Pero se objetará que tal abstinencia es imposible, que tal heroísmo es impracticable. Esta objeción la oiréis vosotras, la leeréis con frecuencia hasta por parte de quienes, por deber y por competencia, deberían estar en situación de juzgar de modo muy distinto. Y como prueba se aduce el siguiente argumento: "Nadie está obligado a lo imposible, y ningún legislador razonable se presume que quiera obligar con su ley también a lo imposible. Pero para los cónyuges la abstinencia durante un largo periodo es imposible. Luego no están obligados a la abstinencia. La ley divina no puede tener este sentido."
De este modo, de premisas parciales verdaderas se deduce una consecuencia falsa. Para convencerse de ello basta invertir los términos del argumento: "Dios no obliga a lo imposible. Pero Dios obliga a los cónyuges a la abstinencia si su unión no puede ser llevada a cabo según las normas de la Naturaleza. Luego en estos casos la abstinencia es posible." Como confirmación de tal argumento, tenemos la doctrina del Concilio de Trento, que en el capítulo sobre la observancia necesaria y posible de los mandamientos, enseña, refiriéndose a un pasaje de San Agustín: «Dios no manda cosas imposibles, pero cuando manda advierte que hagas lo que puedes y que pidas lo que no puedes y Él ayuda para que puedas» (Conc. Trid., sess. 6, cap. II: Denzinger, núm. 804; S. Agustín. De natura et gratia, cap. 43, n. 50: Migne, PL, 44, 271).
============
■ Ejercicio: Continúa el texto sobre la abstinencia de los cónyuges a partir de su última oración. Los datos son un material aparte, sin relación con el texto.

■ Muestra de datos:
============
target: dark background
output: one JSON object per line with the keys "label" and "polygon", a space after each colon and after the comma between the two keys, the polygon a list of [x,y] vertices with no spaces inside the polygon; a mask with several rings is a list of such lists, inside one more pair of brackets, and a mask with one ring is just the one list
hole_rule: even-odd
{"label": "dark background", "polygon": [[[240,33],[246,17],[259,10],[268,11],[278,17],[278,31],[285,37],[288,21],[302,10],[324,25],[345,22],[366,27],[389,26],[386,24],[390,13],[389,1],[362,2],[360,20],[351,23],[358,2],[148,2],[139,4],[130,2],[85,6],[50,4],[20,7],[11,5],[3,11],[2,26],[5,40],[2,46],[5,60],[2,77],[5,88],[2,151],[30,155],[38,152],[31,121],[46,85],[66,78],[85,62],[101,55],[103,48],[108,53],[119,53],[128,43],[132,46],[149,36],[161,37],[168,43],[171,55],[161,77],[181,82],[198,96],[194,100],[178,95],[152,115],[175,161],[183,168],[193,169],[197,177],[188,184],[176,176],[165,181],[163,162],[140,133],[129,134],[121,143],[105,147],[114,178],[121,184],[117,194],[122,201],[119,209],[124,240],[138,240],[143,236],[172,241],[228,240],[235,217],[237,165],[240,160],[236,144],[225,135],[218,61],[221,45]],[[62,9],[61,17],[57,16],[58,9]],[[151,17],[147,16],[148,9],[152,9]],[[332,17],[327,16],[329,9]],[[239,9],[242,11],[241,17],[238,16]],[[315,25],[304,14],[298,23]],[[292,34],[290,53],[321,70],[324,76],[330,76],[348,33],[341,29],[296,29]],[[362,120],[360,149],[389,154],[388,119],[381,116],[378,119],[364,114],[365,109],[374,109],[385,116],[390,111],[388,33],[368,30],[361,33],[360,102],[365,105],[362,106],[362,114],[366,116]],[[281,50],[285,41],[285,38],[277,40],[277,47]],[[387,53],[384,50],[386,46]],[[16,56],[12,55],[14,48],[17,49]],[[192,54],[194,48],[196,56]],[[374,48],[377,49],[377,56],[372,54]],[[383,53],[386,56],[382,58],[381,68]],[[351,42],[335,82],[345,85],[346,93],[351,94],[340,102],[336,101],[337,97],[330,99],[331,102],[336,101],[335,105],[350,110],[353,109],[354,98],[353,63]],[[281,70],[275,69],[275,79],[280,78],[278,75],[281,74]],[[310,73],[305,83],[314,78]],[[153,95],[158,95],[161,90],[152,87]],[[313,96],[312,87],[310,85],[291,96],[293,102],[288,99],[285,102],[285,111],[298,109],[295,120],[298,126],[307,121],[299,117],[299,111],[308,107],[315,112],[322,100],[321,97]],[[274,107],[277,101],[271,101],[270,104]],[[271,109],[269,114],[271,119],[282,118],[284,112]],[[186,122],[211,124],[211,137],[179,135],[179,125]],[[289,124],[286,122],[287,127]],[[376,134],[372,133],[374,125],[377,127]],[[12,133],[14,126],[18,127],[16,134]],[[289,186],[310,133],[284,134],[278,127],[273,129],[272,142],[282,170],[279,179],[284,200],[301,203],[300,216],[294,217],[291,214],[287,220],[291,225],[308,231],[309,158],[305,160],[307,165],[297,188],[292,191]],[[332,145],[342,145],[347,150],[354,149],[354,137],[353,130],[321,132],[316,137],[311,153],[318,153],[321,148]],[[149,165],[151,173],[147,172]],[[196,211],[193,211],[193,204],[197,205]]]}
============
■ Resultado:
Por eso no os dejéis confundir en la práctica de vuestra profesión y en vuestro apostolado por tanto hablar de imposibilidad, ni en lo que toca a vuestro juicio interno, ni en lo que se refiere a vuestra conducta externa. No os prestéis jamás a nada que sea contrario a la ley de Dios y a vuestra conciencia cristiana! Es hacer una injuria a los hombres y a las mujeres de nuestro tiempo estimarles incapaces de un continuado heroísmo. Hoy, por muchísimos motivos —acaso bajo la presión de la dura necesidad y a veces hasta al servicio de la injusticia—, se ejercita el heroísmo en un grado y con una extensión que en los tiempos pasados se habría creído imposible. ¿Por qué, pues, este heroísmo, si verdaderamente lo exigen las circunstancias, tendría que detenerse en los confines señalados por las pasiones y por las inclinaciones de la Naturaleza? Es claro, el que no quiere dominarse a sí mismo, tampoco lo podrá; y quien crea dominarse contando solamente con sus propias fuerzas, sin buscar sinceramente y con perseverancia la ayuda divina, se engañará miserablemente.
He aquí lo que concierne a vuestro apostolado para ganar a los cónyuges al servicio de la maternidad, no en el sentido de una ciega esclavitud bajo los impulsos de la Naturaleza, sino de un ejercicio de los derechos y de los deberes conyugales regulados por los principios de la razón y de la fe.